- **To be done**:
State how many lines in the items below contain the string "salt". Give only the number.

- **Stored records**:
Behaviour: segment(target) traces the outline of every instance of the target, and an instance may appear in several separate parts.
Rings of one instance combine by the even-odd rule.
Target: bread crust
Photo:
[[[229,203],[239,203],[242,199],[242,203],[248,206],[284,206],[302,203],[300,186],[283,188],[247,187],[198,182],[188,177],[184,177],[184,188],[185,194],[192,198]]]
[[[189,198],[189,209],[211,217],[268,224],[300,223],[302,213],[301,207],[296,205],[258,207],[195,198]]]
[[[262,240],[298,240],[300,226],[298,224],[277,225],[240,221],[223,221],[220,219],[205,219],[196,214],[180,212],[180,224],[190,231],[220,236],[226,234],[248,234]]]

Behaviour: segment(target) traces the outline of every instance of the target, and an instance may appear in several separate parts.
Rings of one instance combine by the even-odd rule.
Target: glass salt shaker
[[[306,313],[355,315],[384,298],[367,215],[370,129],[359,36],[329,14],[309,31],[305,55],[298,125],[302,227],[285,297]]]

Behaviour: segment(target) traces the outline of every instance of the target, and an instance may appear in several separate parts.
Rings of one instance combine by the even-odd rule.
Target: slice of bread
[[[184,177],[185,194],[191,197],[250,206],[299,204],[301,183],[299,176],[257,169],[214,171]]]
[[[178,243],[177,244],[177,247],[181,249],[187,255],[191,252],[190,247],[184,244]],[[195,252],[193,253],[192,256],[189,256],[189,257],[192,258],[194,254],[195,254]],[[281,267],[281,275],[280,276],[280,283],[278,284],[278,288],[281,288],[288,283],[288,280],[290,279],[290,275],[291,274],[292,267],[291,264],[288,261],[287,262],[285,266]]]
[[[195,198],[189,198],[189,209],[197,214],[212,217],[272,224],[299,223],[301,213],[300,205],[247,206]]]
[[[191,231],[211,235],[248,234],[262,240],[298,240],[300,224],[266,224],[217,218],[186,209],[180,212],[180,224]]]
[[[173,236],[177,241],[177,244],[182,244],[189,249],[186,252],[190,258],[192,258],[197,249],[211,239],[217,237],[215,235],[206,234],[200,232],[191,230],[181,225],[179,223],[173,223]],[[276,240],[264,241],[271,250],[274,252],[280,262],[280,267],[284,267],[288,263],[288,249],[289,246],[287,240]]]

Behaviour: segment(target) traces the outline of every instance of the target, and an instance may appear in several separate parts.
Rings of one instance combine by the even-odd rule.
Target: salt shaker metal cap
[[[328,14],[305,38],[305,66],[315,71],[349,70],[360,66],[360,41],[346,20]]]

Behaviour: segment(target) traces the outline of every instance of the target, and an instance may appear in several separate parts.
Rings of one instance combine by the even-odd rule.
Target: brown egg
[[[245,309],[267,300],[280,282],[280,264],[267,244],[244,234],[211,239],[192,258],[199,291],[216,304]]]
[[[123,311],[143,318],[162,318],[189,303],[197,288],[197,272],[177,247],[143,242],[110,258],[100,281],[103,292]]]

- **Output of the exercise**:
2